[TO DO]: Your answer should hold exactly the lines from the one with "Expected JSON output" through the final line of the data below, reproduced as written.

[GIVEN RECORDS]:
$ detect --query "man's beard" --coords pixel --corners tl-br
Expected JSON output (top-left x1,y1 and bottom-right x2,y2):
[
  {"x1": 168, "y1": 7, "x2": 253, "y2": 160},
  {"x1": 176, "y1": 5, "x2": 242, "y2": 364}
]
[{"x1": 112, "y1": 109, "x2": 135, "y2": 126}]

[EXERCISE OUTPUT]:
Expected JSON output (top-left x1,y1 and bottom-right x2,y2):
[
  {"x1": 168, "y1": 7, "x2": 253, "y2": 160},
  {"x1": 176, "y1": 5, "x2": 242, "y2": 364}
]
[{"x1": 112, "y1": 109, "x2": 135, "y2": 126}]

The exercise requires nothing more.